■ Selected passage:
>>>>>

With my "old friend" Jeff Williams |
"Hey old friend, what do you say, old friend...."
I had a fab lunch/reunion with my fellow Syracuse University alum Jeff Williams today here in Las Vegas as he's about to open in the Nevada Conservatory Theatre production of "Seminar" - a play by Pulitzer Prize winner Theresa Rebeck.
From the Nevada Conservatory Theatre website:
A provocative comedy from Pulitzer Prize nominee Theresa Rebeck, which appeared on Broadway in 2011 with Alan Rickman originating the lead role.
In Seminar, four aspiring young novelists sign up for private writing classes with Leonard, an international literary figure. Under his recklessly brilliant and unorthodox instruction, some thrive and others flounder, alliances are made and broken, sex is used as a weapon and hearts are unmoored.
The wordplay is not the only thing that turns vicious as innocence collides with experience in this biting Broadway comedy.
Jeff is a veteran of several Broadway productions (Susan Stroman's The Music Man; Chitty Chitty Bang Bang; The Pirate Queen) and national touring companies (The Will Rogers Follies; Me and My Girl). NCT is lucky to have him.
I'm seeing his performance Saturday night and can't wait. I love to see old friends doing well. (I had a talent for hanging out with the talented kids in college. I hoped it would rub off....)
College life builds friendships on the foundations of stress, pressure, stress, celebration, stress, youth... and did I mention stress? Jeff and I ran in the same crowd back in the day. He's always been a talent to be reckoned with, and no matter how many years go by we know we did this "college thing" together.

<<<<<

■ Given records:

>>>>>

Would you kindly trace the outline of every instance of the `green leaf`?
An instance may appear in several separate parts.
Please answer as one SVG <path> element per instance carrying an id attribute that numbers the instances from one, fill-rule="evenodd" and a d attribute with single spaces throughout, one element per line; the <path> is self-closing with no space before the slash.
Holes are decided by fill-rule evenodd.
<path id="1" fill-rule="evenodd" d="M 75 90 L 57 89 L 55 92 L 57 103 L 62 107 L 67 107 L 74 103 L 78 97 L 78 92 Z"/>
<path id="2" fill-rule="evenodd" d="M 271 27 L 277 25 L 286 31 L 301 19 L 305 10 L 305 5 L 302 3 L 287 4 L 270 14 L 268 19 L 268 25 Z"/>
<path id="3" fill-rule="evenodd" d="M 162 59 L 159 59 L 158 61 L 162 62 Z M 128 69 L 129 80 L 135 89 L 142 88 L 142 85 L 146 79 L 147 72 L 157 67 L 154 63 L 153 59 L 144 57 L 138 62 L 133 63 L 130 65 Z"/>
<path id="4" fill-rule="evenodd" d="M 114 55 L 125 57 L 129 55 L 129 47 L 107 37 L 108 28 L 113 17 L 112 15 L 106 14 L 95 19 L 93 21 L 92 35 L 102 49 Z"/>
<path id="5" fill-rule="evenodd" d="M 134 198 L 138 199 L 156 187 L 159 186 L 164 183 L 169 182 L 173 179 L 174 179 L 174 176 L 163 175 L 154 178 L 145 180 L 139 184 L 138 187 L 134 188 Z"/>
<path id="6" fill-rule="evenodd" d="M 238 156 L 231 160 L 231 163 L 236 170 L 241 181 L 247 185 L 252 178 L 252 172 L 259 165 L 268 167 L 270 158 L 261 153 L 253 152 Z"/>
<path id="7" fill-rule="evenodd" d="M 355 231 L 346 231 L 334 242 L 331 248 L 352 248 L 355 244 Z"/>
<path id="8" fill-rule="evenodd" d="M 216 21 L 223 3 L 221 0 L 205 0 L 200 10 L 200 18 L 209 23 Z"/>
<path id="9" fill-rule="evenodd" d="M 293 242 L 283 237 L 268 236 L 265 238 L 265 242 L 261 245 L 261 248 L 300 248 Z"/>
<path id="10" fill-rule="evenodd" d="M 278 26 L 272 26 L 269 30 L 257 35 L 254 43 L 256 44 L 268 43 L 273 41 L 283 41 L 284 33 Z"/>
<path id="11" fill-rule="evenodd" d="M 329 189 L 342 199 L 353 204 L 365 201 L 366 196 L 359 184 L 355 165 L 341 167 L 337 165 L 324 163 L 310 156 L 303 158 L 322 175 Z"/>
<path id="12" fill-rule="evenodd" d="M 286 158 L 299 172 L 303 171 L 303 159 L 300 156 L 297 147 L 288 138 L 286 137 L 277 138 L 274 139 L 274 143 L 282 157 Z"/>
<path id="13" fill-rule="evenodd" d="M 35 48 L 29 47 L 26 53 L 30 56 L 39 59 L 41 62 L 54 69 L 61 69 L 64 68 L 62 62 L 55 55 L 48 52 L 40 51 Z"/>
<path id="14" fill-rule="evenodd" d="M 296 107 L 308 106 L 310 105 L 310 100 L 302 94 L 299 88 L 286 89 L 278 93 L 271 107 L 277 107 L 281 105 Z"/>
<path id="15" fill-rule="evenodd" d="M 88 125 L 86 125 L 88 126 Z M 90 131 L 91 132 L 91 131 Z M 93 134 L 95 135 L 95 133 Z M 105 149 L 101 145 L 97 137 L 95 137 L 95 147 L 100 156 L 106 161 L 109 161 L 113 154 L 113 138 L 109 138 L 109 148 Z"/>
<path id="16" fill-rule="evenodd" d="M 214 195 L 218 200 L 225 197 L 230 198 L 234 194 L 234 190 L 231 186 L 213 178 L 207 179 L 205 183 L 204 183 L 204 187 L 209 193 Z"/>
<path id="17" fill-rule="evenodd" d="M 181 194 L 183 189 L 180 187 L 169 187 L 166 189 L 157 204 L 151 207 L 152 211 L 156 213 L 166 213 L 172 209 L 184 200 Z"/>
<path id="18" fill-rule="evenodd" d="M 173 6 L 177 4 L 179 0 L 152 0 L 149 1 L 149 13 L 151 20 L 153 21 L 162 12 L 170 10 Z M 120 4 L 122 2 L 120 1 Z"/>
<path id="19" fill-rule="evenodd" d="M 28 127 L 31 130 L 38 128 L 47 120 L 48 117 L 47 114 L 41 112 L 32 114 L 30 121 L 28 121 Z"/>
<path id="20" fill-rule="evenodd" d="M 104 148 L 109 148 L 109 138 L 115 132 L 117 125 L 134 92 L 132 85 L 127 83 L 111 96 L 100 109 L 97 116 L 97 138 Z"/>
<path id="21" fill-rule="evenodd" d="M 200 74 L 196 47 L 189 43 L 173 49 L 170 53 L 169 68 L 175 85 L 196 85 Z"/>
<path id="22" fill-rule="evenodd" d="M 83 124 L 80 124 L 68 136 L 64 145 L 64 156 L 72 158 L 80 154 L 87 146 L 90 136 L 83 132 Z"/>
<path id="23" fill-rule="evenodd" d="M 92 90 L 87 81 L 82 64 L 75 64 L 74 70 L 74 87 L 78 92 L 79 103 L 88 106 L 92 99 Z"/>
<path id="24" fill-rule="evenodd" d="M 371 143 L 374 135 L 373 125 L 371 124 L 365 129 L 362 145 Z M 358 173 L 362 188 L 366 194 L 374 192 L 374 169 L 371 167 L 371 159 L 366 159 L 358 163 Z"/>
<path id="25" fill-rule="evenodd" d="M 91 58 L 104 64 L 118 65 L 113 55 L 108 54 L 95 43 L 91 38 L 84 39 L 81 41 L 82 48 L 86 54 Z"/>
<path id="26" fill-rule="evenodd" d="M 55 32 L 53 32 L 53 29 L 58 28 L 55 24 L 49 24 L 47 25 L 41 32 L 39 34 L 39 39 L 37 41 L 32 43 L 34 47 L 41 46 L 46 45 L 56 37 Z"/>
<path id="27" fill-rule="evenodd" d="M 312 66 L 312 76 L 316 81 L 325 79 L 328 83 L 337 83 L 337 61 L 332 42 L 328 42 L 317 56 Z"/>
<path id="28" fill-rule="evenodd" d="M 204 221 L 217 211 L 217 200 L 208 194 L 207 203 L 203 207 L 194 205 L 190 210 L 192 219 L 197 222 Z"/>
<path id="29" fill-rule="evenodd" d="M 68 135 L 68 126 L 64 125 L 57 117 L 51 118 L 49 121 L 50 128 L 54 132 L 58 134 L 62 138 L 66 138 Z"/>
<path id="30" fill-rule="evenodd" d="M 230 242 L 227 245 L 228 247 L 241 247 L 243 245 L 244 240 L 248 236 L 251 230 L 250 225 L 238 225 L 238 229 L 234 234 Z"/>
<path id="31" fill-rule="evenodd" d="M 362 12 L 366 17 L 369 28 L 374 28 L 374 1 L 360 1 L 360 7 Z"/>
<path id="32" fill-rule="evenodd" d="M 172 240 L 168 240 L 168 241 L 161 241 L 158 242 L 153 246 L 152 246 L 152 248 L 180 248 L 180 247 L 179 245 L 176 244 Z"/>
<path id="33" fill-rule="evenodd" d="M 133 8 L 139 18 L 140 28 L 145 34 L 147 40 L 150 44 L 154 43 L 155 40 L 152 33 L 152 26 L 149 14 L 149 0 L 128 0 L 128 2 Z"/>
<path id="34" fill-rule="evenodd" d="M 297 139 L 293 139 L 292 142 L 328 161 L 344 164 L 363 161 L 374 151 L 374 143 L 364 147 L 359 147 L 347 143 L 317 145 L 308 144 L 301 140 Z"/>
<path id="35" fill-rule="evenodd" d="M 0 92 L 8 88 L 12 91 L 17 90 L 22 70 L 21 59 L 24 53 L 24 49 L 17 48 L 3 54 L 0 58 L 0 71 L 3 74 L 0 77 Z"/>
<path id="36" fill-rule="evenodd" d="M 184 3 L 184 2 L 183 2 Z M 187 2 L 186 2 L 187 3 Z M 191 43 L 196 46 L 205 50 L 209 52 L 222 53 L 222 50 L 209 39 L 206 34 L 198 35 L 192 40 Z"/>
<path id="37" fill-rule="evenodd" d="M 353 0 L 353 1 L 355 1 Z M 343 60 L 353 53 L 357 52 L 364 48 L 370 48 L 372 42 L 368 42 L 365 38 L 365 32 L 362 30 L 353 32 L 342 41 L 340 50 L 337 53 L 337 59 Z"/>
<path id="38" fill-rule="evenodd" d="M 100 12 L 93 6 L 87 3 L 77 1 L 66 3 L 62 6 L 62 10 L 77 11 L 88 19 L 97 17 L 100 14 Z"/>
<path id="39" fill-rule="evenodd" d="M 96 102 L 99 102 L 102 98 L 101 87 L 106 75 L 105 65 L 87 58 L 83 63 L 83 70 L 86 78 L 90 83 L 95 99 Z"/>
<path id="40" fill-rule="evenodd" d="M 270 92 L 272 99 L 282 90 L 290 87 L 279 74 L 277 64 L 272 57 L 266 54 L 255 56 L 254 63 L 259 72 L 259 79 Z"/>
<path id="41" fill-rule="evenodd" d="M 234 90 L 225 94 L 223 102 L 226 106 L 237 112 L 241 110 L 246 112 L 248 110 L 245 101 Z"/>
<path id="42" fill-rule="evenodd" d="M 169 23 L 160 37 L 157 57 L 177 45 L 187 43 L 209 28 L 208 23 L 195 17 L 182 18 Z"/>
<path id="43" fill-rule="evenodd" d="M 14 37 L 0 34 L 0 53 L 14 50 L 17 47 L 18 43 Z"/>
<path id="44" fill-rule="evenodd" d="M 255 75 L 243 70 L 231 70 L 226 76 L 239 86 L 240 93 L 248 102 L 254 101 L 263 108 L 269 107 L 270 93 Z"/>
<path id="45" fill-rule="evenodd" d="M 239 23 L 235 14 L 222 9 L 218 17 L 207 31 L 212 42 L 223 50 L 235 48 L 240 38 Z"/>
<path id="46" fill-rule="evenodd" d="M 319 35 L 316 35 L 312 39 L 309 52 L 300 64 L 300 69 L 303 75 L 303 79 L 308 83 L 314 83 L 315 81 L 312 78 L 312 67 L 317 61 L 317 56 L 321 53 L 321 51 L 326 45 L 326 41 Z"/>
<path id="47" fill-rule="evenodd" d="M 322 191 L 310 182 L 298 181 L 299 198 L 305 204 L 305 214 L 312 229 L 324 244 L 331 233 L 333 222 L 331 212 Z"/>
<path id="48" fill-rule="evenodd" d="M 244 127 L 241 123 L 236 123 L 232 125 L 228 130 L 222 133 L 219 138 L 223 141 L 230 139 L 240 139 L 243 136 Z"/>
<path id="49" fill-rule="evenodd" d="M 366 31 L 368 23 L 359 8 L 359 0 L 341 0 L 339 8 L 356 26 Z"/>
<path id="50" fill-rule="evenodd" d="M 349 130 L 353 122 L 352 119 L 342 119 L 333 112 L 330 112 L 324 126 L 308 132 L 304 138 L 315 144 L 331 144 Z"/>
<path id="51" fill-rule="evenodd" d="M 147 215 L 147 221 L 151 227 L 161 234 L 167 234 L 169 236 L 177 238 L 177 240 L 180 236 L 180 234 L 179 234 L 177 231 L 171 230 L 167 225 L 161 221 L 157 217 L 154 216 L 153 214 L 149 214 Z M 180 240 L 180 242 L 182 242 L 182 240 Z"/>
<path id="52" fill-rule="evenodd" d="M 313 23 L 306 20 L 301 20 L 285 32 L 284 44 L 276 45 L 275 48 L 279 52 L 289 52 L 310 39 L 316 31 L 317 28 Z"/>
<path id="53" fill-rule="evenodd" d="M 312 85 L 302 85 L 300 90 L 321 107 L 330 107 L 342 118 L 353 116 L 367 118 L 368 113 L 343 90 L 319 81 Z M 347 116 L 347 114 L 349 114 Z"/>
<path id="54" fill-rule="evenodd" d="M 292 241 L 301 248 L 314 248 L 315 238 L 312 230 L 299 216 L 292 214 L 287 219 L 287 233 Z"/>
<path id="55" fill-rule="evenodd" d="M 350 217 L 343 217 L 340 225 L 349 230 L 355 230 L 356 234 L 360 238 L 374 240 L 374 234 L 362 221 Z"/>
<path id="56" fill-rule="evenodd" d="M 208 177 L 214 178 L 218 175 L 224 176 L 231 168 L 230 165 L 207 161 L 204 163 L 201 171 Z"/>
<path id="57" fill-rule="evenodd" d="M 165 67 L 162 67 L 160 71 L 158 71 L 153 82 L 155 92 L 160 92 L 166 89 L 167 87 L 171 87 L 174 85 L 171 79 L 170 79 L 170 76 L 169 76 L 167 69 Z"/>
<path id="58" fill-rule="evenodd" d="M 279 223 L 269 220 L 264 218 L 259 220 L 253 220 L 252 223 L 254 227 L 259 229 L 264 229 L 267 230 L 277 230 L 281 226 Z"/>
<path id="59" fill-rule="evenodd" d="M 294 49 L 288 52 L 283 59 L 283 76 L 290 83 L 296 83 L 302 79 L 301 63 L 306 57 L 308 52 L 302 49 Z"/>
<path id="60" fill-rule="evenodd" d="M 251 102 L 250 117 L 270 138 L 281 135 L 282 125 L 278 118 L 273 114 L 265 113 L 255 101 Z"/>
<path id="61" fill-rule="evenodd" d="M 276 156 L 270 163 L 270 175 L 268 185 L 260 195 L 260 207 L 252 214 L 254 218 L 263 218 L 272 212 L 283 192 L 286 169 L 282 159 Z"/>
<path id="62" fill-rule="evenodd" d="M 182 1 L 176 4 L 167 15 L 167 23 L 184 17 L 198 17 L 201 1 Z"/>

<<<<<

■ What you need to do:
1. From the post about the reunion lunch with Jeff Williams, output the passage starting at "I had a fab" and ending at "hearts are unmoored.", word for word.
2. Please go on with the post about the reunion lunch with Jeff Williams from where it stops.

■ Task-by-task answers:
1.
I had a fab lunch/reunion with my fellow Syracuse University alum Jeff Williams today here in Las Vegas as he's about to open in the Nevada Conservatory Theatre production of "Seminar" - a play by Pulitzer Prize winner Theresa Rebeck.
From the Nevada Conservatory Theatre website:
A provocative comedy from Pulitzer Prize nominee Theresa Rebeck, which appeared on Broadway in 2011 with Alan Rickman originating the lead role.
In Seminar, four aspiring young novelists sign up for private writing classes with Leonard, an international literary figure. Under his recklessly brilliant and unorthodox instruction, some thrive and others flounder, alliances are made and broken, sex is used as a weapon and hearts are unmoored.

2.
One of my few regrets from my college days was being cast in a production of Sondheim's Merrily We Roll Along and not being able to do it. Jeff was cast as the lead - "Franklin Shepard" and I was to play his best friend "Charley." I always remember watching Jeff on his opening night, thinking how fantastic he was in the role, and how I wish I had been onstage with him for that journey. In theater, we really don't think about roles as a job - they are, in and of themselves, "a journey." I can't think of the show today without that crossing my mind.
Life goes on, but we remember the things that "got away."
In our early NYC days, Jeff and Carlye and I saw each other a lot. But often, it seemed just as I would finish a national tour gig, he'd be heading out on a new one. He'd come back to NYC and I'd be heading out on tour again. Time goes by, life moves us on, but if you've lived some life with someone, when you see them next it's as if time stood still.
Sending best thoughts to my fellow "Orangeman" on his opening night.
As Sondheim wrote:
"Most friends fade
Or they don't make the grade
New ones are quickly made
And in a pinch, sure, they'll do
But us old friend what's to discuss old friend?
Here's to us,
Who's like us?
Damn few."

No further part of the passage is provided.